(Referring expression data)
Start of Block
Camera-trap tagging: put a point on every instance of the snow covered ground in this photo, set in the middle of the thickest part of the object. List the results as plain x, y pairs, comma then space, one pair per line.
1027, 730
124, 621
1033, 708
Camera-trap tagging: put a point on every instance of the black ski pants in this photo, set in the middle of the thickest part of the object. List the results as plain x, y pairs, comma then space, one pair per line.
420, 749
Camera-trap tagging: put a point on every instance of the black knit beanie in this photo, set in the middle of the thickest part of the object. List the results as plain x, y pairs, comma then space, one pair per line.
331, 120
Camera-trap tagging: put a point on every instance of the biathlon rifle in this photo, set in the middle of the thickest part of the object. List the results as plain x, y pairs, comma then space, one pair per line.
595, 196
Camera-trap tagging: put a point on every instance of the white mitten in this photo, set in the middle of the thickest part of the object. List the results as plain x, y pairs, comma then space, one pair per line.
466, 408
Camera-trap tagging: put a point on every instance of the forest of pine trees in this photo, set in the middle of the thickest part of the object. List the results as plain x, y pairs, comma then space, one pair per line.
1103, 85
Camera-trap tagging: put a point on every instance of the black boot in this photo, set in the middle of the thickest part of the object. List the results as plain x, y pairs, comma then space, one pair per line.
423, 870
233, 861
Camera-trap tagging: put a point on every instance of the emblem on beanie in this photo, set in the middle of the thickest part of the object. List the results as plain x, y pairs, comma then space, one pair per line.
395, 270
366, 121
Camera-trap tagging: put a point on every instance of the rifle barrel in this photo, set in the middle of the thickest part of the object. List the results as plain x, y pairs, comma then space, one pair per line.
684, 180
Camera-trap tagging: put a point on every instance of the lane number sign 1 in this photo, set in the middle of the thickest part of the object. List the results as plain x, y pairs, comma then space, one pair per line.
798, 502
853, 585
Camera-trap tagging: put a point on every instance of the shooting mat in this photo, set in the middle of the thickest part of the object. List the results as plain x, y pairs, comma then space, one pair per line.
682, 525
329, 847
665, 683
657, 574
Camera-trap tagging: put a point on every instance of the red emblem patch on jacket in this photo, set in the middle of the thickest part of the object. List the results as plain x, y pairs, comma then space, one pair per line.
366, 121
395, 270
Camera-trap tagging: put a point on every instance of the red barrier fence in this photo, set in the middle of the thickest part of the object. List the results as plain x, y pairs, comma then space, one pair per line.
End of Block
## AIM OF THE EXERCISE
Please output each entry above exactly, leaving nothing out.

## RESULT
Camera-trap tagging: put a point on every instance of the snow covered ground in this photo, set in the middle of the thickest part of the object. List the results as plain x, y pairs, comma then space, one pair per line.
1027, 730
124, 621
1033, 708
Camera-trap tagging: put a point on every instance of the black ski pants in this photo, set in the middle of the thickest part of the object. List the results as plain x, y pairs, comma then space, one pair per line.
420, 749
Camera-trap tagging: put a point on every instance of the black knit beanie in this photo, set in the middle of the thickest part of the object. List the results as plain x, y pairs, comma then space, one pair per line.
331, 120
Camera-trap tagging: put a point on every instance of the biathlon rifle in this photo, set in the middle of the thickest part of the object. List the results as plain x, y pairs, comma then space, one pair per line.
595, 196
Camera-trap tagging: put a point on every instance of the white mitten in this photo, set in the middle of the thickest part of the object. List the results as plain x, y pairs, comma then space, one pair per line.
466, 408
Camera-trap tagging: put a point on every instance of the forest of pine trees in this photo, set in the middle of the thickest part of the object. List the results as plain x, y pairs, comma then space, one pair per line.
1103, 85
Camera-trap tagging: put a point on every instance of the black boot in this photo, set in the middle of the thickest part of the object. List the results as plain x, y pairs, comma then space, one pair per line.
423, 870
233, 861
Camera-trap tagging: put a point on every instance of the emblem on beanie in this photo, set in the middle of the thickest part of the object. List the results as plain x, y pairs, comma then space, one pair per line.
395, 270
366, 121
Camera-trap tagging: put a point on every instance of the rifle barrel in this photo, set in the middle of the thickest part of the object. List the results as plain x, y pairs, comma then space, one pair per line.
684, 180
Camera-trap tagging: put a point on every instance of the lane number sign 1 in this photo, set in the middle of the thickest part of the object. List the results as plain x, y pairs, comma then space, one pair per line.
798, 502
853, 585
Camera-trap tagging: put a point on every instance of the shooting mat in this photo, set in the middle of the thickest part of the object. List the results as plain x, y pairs, comma then space, one pair per line.
682, 525
329, 847
665, 683
657, 574
Camera-trap tagging: put a point on every instance of the red emblem patch on jacket in this photo, set in the middle of the thickest part of the object. List the results as plain x, y pairs, comma then space, one pair per line.
366, 121
395, 270
Camera-trap tagging: put a point on every instance of the red barrier fence in this photo, set in the middle of the thickest part of the object. List the results as plain x, y pairs, comma then space, one pair per line.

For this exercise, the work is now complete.